Rajasthan's healthcare services are under severe pressure due to a strike by doctors, which entered its 16th day today.
With private hospitals and diagnostic laboratories shut, government hospitals are burdened with a massive number of patients. Patients say they are unable to get admitted at government hospital due to the big rush.
The government hospitals are also admitting only patients who are in a serious condition. Even a simple X-ray has become a challenge, say patients.
Pregnant women say they are worried with the situation. They are anxious about which government hospital can admit them fast in case they go into labour.
Many have moved to neighbouring states for medical treatment.
The scenes are chaotic outside government hospitals, with guards managing large crowds, constantly blowing their whistles.
Rashid, 50, a semi-paralysed patient, was admitted in the general ward of a government hospital before he was discharged and sent to the outpatient department (OPD) to see a neurologist. The OPD shut down when his turn to see the doctor came.

**Work task:** Output the portion of the article on the Rajasthan doctors' strike from "Rajasthan's healthcare services" to "the big rush.", reproducing it word for word. The rows below are drawn from a separate source unrelated to the article.

**Dataset:**
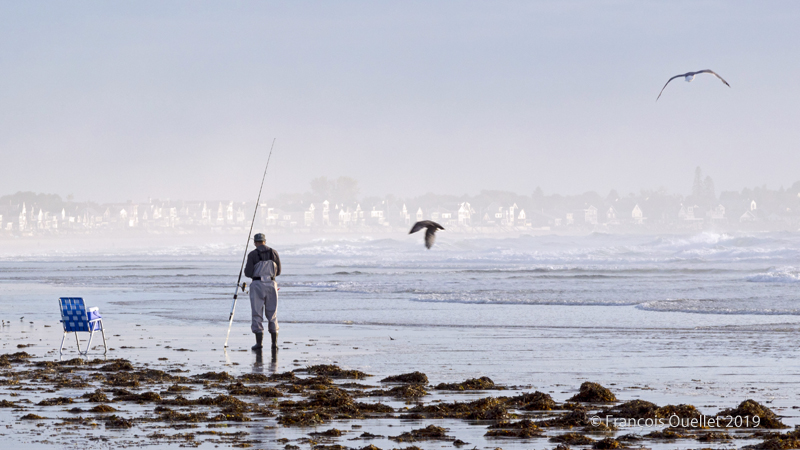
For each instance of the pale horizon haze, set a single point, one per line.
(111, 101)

* * *

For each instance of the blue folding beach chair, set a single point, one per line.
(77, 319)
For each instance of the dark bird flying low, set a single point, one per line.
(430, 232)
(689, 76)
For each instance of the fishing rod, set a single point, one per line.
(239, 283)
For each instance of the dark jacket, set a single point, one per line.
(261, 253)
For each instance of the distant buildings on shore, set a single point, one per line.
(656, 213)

* * *

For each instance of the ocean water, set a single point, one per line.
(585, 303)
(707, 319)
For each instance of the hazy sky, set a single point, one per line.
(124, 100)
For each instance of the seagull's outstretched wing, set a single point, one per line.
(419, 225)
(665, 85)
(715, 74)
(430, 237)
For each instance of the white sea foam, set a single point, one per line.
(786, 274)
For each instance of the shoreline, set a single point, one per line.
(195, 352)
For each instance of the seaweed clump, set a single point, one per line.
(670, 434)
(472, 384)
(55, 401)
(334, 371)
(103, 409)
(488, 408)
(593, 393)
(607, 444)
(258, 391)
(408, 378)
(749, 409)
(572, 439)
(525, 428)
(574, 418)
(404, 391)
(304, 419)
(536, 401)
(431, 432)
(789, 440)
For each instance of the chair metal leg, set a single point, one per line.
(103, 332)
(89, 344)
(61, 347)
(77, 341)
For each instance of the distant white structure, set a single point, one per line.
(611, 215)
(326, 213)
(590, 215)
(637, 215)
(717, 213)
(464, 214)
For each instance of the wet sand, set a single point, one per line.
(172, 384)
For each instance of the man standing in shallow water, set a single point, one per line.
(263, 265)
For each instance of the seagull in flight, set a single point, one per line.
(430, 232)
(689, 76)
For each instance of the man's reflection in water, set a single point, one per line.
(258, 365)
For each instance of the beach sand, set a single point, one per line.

**Result of this exercise:**
Rajasthan's healthcare services are under severe pressure due to a strike by doctors, which entered its 16th day today.
With private hospitals and diagnostic laboratories shut, government hospitals are burdened with a massive number of patients. Patients say they are unable to get admitted at government hospital due to the big rush.